[Dataset entries]
###

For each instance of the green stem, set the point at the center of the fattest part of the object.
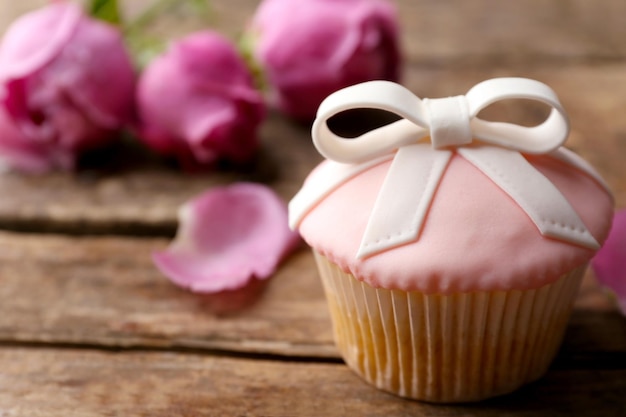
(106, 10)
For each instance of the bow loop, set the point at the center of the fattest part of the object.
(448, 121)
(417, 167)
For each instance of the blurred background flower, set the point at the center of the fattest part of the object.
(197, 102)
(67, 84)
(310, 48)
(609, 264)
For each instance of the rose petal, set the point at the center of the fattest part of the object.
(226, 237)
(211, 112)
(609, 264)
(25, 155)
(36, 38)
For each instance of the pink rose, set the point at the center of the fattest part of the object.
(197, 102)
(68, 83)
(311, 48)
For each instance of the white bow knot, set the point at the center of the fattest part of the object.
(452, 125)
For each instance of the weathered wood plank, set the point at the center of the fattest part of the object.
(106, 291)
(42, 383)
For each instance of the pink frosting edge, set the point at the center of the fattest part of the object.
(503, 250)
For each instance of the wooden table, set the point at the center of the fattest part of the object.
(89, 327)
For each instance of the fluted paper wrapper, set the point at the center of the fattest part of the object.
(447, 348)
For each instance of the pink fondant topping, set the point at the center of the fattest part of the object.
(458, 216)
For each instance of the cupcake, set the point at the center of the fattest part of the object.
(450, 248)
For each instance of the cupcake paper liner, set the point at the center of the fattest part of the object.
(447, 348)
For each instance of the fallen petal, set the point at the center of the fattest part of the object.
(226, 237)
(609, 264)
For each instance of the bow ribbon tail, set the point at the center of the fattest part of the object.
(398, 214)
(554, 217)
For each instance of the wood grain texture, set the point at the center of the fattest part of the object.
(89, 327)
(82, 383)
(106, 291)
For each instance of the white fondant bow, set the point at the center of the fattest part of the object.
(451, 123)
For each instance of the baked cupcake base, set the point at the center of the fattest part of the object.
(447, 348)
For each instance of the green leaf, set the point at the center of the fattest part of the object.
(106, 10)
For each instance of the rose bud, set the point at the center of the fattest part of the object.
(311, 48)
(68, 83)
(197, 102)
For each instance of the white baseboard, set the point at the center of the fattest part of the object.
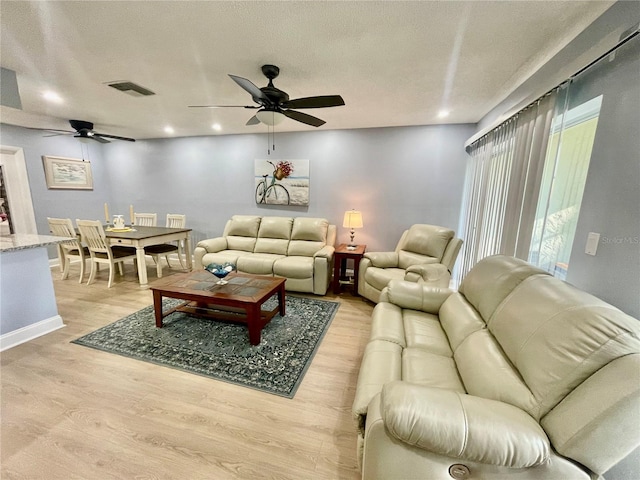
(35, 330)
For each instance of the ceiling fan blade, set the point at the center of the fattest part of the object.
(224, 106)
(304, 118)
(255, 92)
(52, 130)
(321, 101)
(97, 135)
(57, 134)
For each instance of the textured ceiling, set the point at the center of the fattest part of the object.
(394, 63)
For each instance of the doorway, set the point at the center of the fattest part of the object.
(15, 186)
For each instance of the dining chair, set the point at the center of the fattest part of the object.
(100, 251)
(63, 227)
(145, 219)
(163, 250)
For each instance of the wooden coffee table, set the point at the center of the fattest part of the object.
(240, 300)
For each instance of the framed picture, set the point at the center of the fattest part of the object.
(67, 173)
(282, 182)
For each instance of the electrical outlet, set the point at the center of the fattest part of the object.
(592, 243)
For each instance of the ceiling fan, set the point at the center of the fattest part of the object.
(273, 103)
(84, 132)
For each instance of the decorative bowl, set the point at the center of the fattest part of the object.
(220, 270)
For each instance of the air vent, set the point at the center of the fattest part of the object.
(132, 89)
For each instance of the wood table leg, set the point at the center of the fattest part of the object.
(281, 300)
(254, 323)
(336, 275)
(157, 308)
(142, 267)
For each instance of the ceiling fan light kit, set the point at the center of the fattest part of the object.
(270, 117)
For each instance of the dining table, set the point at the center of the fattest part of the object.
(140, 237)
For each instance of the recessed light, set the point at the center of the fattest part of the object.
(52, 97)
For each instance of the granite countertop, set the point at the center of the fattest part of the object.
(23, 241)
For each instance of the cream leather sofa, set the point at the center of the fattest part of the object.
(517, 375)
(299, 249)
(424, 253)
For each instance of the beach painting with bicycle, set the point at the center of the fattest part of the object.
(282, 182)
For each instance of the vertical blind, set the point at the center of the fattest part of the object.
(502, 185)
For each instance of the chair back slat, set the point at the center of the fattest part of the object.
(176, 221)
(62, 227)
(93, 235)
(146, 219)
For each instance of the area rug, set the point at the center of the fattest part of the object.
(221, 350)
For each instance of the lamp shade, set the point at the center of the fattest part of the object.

###

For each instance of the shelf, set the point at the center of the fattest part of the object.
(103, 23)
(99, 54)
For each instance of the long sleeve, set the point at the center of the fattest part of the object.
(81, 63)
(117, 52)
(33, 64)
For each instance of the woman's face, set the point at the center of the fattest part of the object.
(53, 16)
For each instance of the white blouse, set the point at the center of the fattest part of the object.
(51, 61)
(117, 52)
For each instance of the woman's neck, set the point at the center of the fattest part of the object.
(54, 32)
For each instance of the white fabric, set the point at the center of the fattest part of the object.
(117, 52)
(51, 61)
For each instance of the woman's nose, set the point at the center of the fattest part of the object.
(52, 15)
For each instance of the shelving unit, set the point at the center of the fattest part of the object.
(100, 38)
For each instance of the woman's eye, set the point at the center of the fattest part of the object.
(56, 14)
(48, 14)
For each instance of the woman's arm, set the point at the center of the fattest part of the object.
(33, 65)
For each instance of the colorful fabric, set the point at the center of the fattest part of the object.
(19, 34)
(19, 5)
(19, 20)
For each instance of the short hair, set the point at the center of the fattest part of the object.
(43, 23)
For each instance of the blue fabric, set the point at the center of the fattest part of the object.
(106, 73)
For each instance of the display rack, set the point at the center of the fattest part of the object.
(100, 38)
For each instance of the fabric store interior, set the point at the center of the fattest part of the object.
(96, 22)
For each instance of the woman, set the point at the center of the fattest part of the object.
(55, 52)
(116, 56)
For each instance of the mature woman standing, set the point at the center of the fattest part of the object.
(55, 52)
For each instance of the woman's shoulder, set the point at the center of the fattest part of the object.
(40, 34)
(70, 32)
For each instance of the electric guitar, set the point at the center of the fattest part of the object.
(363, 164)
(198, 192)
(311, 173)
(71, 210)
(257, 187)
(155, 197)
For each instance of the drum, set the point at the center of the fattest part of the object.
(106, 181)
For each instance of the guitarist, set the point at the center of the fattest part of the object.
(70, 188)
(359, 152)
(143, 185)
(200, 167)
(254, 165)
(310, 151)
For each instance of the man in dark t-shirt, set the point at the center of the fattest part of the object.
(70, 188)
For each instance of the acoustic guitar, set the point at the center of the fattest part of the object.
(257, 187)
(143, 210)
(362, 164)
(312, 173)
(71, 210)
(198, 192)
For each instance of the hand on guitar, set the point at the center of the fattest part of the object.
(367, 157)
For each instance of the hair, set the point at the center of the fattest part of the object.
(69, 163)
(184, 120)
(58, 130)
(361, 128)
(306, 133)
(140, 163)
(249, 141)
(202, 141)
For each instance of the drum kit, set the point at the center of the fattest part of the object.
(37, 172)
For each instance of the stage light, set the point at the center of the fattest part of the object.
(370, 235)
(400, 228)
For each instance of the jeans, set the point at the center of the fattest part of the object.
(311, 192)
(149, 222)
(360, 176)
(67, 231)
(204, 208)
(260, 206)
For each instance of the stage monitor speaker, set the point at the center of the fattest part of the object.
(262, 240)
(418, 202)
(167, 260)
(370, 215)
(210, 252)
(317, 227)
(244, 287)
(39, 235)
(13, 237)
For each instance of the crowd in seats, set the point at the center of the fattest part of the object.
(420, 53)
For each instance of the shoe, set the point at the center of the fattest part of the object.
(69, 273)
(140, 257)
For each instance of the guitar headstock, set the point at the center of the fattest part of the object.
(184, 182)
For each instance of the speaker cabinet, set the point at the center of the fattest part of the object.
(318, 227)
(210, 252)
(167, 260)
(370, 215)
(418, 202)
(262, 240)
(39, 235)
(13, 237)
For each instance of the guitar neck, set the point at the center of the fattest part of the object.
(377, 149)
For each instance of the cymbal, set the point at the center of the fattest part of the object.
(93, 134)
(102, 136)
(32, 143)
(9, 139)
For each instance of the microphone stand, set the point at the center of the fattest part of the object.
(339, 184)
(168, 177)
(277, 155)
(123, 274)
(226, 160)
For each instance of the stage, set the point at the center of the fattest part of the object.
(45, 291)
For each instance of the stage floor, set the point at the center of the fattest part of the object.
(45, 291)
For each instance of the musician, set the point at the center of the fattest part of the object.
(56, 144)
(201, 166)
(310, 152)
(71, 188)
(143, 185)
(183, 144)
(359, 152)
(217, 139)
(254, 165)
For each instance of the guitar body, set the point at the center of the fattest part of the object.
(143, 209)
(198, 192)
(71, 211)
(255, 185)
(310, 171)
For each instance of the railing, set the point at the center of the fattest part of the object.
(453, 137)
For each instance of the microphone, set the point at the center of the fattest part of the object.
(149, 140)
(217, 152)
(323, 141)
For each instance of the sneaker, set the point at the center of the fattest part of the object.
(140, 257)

###

EXERCISE INSTRUCTIONS: Count how many lines in the entries above contain the string "light", where uppercase and lowercase letters are treated as distinct. Give only the number.

WRITTEN SOLUTION: 3